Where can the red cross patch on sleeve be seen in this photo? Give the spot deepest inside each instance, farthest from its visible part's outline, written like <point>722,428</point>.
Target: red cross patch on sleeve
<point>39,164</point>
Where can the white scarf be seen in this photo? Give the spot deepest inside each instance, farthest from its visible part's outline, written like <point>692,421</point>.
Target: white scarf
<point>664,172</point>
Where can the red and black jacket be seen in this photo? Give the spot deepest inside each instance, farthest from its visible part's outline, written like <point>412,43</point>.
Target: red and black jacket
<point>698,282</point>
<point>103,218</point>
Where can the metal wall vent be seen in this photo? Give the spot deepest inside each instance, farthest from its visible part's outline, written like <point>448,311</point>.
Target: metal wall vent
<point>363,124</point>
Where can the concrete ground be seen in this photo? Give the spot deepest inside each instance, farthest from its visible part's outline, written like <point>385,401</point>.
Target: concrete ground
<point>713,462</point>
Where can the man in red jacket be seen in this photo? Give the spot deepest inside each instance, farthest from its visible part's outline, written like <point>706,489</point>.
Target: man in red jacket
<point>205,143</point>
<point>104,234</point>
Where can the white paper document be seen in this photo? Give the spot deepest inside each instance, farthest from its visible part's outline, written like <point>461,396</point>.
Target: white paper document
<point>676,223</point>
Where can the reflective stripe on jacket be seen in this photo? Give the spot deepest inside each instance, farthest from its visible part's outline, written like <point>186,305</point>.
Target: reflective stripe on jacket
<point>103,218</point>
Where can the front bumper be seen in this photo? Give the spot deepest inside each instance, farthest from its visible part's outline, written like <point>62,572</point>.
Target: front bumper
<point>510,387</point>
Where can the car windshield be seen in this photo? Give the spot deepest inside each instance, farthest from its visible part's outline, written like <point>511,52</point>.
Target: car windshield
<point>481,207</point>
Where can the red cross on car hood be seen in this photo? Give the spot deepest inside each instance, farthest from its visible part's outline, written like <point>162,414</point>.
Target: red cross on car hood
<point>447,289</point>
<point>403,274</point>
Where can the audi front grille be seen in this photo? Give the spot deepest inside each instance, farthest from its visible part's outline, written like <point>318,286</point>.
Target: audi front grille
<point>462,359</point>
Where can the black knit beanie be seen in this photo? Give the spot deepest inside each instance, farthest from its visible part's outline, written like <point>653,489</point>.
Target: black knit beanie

^^^^

STATED PROBLEM: Print every item above line by line, without changing a single character.

SOLUTION FOR THIS EXERCISE:
Where can the red cross patch on sleeve be seen in this photo? Give the spot deepest inside each instance, farthest from its visible part's outline, written like <point>722,428</point>.
Target: red cross patch on sleeve
<point>39,164</point>
Where can the white scarf be seen in this photo? Give the spot deepest inside each instance, farthest from its visible part's outline, written like <point>692,421</point>.
Target: white scarf
<point>664,172</point>
Where can the red and black jacket be seen in this photo? Give the spot deepest inside each instance, farthest from its visible part's outline, written like <point>412,43</point>.
Target: red and black jacket
<point>698,282</point>
<point>103,218</point>
Where can the metal wall vent be seen in this photo? Give the spot deepest inside each instance, farthest from its visible part's outline, written like <point>448,311</point>.
Target: metal wall vent
<point>363,124</point>
Where can the concrete ground be seen in this photo? Give the spot deepest inside each instance, farthest from its visible part's outline, written like <point>385,401</point>.
Target: concrete ground
<point>713,462</point>
Where can the man in red jacket be seen in this photo? Give the spot deepest inside each instance, farthest from its visible part's outline, written like <point>706,489</point>.
Target: man in red jacket
<point>205,143</point>
<point>104,234</point>
Where can the white paper document be seen in this photo? Give the spot deepest inside each instance, farthest from its visible part's outline, written like <point>461,396</point>.
Target: white paper document
<point>676,223</point>
Where can the reflective stripe on jacket be seen in this photo? Give the spot deepest inside each instance, farthest from its visible part's outline, written like <point>186,305</point>.
Target: reflective stripe on jacket
<point>103,218</point>
Where can the front bumper be seen in this photo? Give the spot deepest inside each instance, farthest from its visible part's outline, written like <point>62,572</point>.
Target: front bumper
<point>510,387</point>
Where can the car windshield be seen in this photo? Give the spot deepest inside each instance, farthest from its visible part's outline, written like <point>511,52</point>.
Target: car windshield
<point>481,207</point>
Where can the red cross on car hood be seen in this photo? Give the spot deepest inside each instance, farthest from its visible part's outline, written like <point>162,414</point>.
Target: red cross on car hood
<point>447,289</point>
<point>403,274</point>
Where can the audi front grille be seen in this photo? Give the spot deepest inside each instance, farthest from its visible part's outline, written like <point>318,286</point>.
Target: audi front grille
<point>462,359</point>
Where can the black knit beanie be seen in this photo? Give the spot deepest inside each instance, farthest from its visible part's outline, written like <point>653,489</point>.
Target: black knit beanie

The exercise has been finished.